═══ Kayıtlar

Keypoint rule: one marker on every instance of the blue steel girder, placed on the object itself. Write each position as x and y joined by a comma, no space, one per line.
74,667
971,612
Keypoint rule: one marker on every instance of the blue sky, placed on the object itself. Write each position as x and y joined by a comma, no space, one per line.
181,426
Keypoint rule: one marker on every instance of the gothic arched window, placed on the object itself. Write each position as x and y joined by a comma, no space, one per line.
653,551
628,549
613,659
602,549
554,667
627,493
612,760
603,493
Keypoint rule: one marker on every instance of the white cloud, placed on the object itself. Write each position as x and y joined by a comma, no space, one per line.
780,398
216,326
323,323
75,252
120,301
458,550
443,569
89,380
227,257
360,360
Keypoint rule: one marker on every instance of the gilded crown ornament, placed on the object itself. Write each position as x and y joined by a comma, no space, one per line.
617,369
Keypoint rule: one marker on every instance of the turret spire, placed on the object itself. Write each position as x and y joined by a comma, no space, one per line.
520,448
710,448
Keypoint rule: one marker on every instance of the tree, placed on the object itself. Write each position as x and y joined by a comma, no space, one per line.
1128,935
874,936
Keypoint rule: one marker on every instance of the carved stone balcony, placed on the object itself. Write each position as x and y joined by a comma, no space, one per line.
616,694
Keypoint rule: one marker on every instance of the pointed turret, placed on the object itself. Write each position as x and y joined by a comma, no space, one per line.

══════

Yukarıdaki satırların hepsini, kural satırları da dahil, yeniden yaz. Yanıtlardaki her x ve y koordinatını 1,1 ile çarparak ölçekle ve tam sayıya yuvarla, buçukları yukarı yuvarla.

Keypoint rule: one marker on every instance of the blue steel girder, placed on the object itself. Write each position as x and y joined by a comma, no space, one per line.
81,734
1068,673
Keypoint rule: one marker on every instance of the blue sky, placed on the object itself. Write each position as x and y joined by a comma, no space, one per line.
199,469
Keypoint rule: one marker on every instance of the gothic arched window, placed on the object itself. Write each position as x and y joined by a comma, no space, one per line.
718,606
691,604
674,725
662,604
609,734
690,542
673,836
663,542
Keypoint rule: one marker on every instance of the white cloud, placed on the object itself. Write each position as x and y joined by a comma, no space, one per line.
858,438
238,359
355,355
83,277
132,331
504,605
487,626
98,418
250,283
396,396
Keypoint rule: one marker on every instance of the gilded crown ornament, placed on the object itself. Write each position as x and y joined by a comma, no space, one per line.
679,406
Keypoint rule: one marker on every instance of the turret spire, placed on the object itself. Write each position as x and y joined by a comma, no space, one per line.
572,493
781,493
Keypoint rule: one marker on every instance of the tree, placed on the object itself. Write each position as x and y joined by a comma, no space, one per line.
1241,1029
961,1030
Keypoint rule: one marker on every instance of the carved stone balcony, placed on the object itself. Write each position as x and y joined by a comma, no space, one per line.
678,763
Keypoint rule: one marker on every instance of the pointed turret, placed on the object itself. Write each position as x and y joined by a comma, no space, one per line.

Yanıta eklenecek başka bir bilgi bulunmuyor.